Extracted information —
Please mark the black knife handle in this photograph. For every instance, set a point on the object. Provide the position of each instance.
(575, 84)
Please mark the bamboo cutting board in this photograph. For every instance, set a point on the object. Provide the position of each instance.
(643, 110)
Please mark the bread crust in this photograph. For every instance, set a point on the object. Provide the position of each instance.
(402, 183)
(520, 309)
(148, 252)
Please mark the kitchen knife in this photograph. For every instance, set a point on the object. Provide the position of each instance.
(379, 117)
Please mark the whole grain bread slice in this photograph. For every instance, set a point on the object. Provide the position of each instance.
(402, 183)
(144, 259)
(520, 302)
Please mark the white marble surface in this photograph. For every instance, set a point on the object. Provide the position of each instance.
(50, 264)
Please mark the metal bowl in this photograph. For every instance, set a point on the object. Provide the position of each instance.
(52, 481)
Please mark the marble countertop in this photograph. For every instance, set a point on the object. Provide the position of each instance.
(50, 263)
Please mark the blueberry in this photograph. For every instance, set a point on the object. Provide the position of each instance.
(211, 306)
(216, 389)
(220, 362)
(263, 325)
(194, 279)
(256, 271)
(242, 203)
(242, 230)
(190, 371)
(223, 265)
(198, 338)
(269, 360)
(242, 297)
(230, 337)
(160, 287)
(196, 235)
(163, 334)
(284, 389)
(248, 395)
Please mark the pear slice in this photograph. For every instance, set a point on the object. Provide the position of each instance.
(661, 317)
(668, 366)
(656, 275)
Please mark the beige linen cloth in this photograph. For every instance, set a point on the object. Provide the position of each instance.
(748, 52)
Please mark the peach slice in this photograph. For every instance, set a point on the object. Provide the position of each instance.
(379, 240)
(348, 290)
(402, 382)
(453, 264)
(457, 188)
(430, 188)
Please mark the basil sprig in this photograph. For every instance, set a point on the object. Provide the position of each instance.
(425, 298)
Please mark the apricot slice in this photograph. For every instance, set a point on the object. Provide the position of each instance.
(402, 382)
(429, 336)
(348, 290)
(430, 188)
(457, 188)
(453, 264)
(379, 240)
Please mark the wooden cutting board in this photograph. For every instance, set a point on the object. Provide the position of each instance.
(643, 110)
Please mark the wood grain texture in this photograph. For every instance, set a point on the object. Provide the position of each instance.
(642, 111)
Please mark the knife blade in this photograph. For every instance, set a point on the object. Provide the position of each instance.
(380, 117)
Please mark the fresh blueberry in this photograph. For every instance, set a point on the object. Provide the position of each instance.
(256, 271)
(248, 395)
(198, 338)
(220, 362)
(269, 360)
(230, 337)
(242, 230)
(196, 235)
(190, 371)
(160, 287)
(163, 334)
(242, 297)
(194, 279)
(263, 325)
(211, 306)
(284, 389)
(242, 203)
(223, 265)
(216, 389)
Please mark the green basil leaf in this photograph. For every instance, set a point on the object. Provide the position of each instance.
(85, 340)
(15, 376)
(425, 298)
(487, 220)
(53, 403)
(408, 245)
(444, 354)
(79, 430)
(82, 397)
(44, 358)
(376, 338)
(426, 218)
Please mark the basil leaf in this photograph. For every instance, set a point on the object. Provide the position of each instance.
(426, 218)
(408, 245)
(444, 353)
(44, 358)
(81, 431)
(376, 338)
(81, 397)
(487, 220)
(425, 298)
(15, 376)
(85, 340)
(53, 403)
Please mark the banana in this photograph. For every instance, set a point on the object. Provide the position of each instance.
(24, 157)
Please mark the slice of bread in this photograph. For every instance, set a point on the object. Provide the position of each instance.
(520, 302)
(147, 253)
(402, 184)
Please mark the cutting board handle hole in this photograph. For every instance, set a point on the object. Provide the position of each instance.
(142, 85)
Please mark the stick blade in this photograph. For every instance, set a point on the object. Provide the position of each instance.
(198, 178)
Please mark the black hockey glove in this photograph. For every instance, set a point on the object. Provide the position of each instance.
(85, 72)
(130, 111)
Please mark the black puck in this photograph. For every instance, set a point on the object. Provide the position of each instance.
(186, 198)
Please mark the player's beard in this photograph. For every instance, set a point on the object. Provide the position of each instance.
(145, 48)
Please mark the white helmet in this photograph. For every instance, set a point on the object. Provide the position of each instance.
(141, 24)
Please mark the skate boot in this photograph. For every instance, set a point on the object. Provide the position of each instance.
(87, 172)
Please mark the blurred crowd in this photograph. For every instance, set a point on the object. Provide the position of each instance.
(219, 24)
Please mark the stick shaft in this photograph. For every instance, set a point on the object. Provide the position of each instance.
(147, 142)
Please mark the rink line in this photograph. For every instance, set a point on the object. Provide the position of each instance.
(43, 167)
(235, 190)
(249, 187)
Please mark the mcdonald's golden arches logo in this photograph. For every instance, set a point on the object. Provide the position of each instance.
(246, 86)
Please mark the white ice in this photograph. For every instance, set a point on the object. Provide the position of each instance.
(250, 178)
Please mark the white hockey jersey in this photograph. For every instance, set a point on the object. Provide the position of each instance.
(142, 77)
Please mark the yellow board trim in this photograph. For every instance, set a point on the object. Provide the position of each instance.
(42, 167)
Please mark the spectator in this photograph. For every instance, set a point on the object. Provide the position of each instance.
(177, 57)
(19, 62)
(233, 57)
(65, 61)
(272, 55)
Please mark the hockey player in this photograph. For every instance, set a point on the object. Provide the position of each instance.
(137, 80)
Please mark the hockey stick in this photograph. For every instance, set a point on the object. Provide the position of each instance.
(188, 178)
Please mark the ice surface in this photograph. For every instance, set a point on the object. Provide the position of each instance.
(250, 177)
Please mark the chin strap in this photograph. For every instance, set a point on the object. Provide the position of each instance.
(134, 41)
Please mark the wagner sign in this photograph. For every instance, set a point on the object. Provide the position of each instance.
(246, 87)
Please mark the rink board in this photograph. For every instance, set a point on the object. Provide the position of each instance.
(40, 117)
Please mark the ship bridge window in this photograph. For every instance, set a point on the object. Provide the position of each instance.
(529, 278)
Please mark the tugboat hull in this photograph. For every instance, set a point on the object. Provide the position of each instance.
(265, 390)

What to produce —
Retype the material in full. Keep every character as it is.

Exercise answer —
Please mark the black knife handle in this photograph. For every instance, set a point on the object. Provide the position of each instance.
(575, 84)
Please mark the bamboo cutting board in this photograph. For every instance, set a point on the object. Provide the position of each instance.
(643, 110)
Please mark the bread crust in this photograph. For every instance, set a point on the object. Provide the position of each instance.
(402, 183)
(520, 309)
(148, 252)
Please mark the kitchen knife in this photograph. For every instance, set a point on the object. Provide the position of each instance.
(379, 117)
Please mark the whole grain bread slice in this photograph. For every instance, set a point on the object. Provide the position of each instance.
(402, 183)
(144, 259)
(520, 302)
Please mark the white marble surface in this photograph. For every instance, set a point on the object. Provide the position of each instance.
(50, 264)
Please mark the metal bowl in this photograph. For every instance, set a point on the object. Provide the position of each instance.
(52, 481)
Please mark the marble countertop in this photograph. For every instance, set a point on the object. Provide the position of each instance.
(50, 263)
Please mark the blueberry in this photograph. For every instance, set a point on the object. Provide the position of each instance.
(211, 306)
(216, 389)
(220, 362)
(263, 325)
(194, 279)
(256, 271)
(242, 203)
(242, 230)
(190, 371)
(223, 265)
(198, 338)
(269, 360)
(242, 297)
(230, 337)
(160, 287)
(196, 235)
(163, 334)
(284, 389)
(248, 395)
Please mark the pear slice in this photograph. For every instance, set a point on the object. Provide the position of each instance.
(661, 317)
(668, 366)
(656, 275)
Please mark the beige linen cloth in this photograph. For every instance, set a point on the object. Provide the position of each instance.
(748, 52)
Please mark the peach slice in this photograph. For every instance, set a point on the object. Provide the position of each instance.
(379, 240)
(348, 290)
(402, 382)
(453, 264)
(457, 188)
(430, 188)
Please mark the basil sprig in this photograph. For every instance, set a point on the object. Provide the position of each instance.
(425, 298)
Please mark the apricot slice in this photograph. For every instance, set a point on the object. Provide the position of each instance.
(402, 382)
(429, 336)
(348, 290)
(430, 188)
(457, 188)
(453, 264)
(379, 240)
Please mark the wooden cutting board in this photograph. For every instance, set a point on the object. Provide the position of each instance.
(643, 110)
Please mark the wood grain texture in this photograph. For every instance, set a point on the object. Provide the position of each instance.
(642, 111)
Please mark the knife blade in this photograph. For every instance, set a point on the object. Provide the position of each instance.
(380, 117)
Please mark the fresh blueberry in this photograph. For every instance, set a point on the object. Provide the position of each instance.
(256, 271)
(248, 395)
(198, 338)
(220, 362)
(269, 360)
(230, 337)
(242, 230)
(196, 235)
(190, 371)
(160, 287)
(163, 334)
(242, 297)
(194, 279)
(263, 325)
(211, 306)
(284, 389)
(242, 203)
(223, 265)
(216, 389)
Please mark the green basil leaf in this photograph. For every instance, set a point on the object. Provide the position of each instance.
(85, 340)
(15, 376)
(425, 298)
(487, 220)
(53, 403)
(408, 245)
(444, 354)
(79, 430)
(82, 397)
(44, 358)
(376, 338)
(426, 218)
Please mark the basil leaf in this photograph. For every instance, set a point on the object. Provide the position of each instance.
(426, 218)
(408, 245)
(444, 353)
(44, 358)
(81, 431)
(376, 338)
(81, 397)
(487, 220)
(425, 298)
(15, 376)
(85, 340)
(53, 403)
Please mark the banana in this photograph. For every instance, set a point on the object. Provide the position of each instance.
(24, 157)
Please mark the slice of bread in this photograph. For every instance, set a point on the object. Provide the position of each instance.
(520, 302)
(147, 253)
(402, 184)
Please mark the cutting board handle hole in this photograph. For every instance, set a point on the object. Provide the position of each instance.
(142, 85)
Please mark the stick blade in this photograph. For every instance, set a point on the object. Provide the position of each instance.
(198, 178)
Please mark the black hockey glove in this photograph. For every instance, set a point on the object. Provide the position of each instance.
(85, 72)
(130, 111)
Please mark the black puck in this photograph. For every instance, set a point on the object. Provide the position of each instance.
(186, 198)
Please mark the player's beard in this photograph. For every instance, set a point on the object. Provide the position of each instance.
(145, 48)
Please mark the white helmet in this photograph. For every instance, set a point on the object. Provide the position of each instance.
(141, 24)
Please mark the skate boot in this photograph. For every instance, set a point on the object. Provide the position of each instance.
(87, 172)
Please mark the blurred crowd in this photograph. For every instance, set a point on the object. Provide the position of each instance.
(219, 24)
Please mark the stick shaft in this photograph. For every instance, set a point on the object. Provide the position of each instance.
(147, 142)
Please mark the rink line in this photograph. For every instance, set a point on the object. Provide the position of each instance.
(43, 167)
(235, 190)
(249, 187)
Please mark the mcdonald's golden arches logo in this photograph. For every instance, set a point on the object. Provide the position of each instance.
(246, 86)
Please mark the white ice in this photograph. For every instance, set a point on the object. Provide the position of each instance.
(250, 178)
Please mark the white hockey jersey in this photograph. For every instance, set a point on the object. Provide the position of each instance.
(142, 77)
Please mark the yellow board trim in this photograph. For every instance, set a point on the object. Provide the position of each instance.
(42, 167)
Please mark the spectator in this photograph. For every instance, set a point on the object. Provide the position of each instance.
(177, 57)
(19, 62)
(233, 57)
(65, 61)
(272, 55)
Please mark the hockey player in this photograph. For every instance, set a point on the object. Provide the position of each instance.
(137, 80)
Please mark the hockey stick in this photograph. For every instance, set a point on the object. Provide the position of each instance.
(188, 178)
Please mark the ice surface in this photograph. For every instance, set a point on the object. Provide the position of each instance.
(250, 177)
Please mark the chin strap in this photograph. For every instance, set a point on the object. Provide the position of each instance.
(134, 41)
Please mark the wagner sign in this photograph. For every instance, set a point on the object. Provide the position of each instance.
(246, 87)
Please mark the rink board in this photograph. For every instance, set a point on the object. Provide the position of each instance.
(40, 117)
Please mark the ship bridge window in this photograph. For every instance, set a point on the object. Provide the position of each instance.
(529, 278)
Please mark the tugboat hull in this photograph. For every instance, set a point on the object. Provide the position of each instance.
(265, 390)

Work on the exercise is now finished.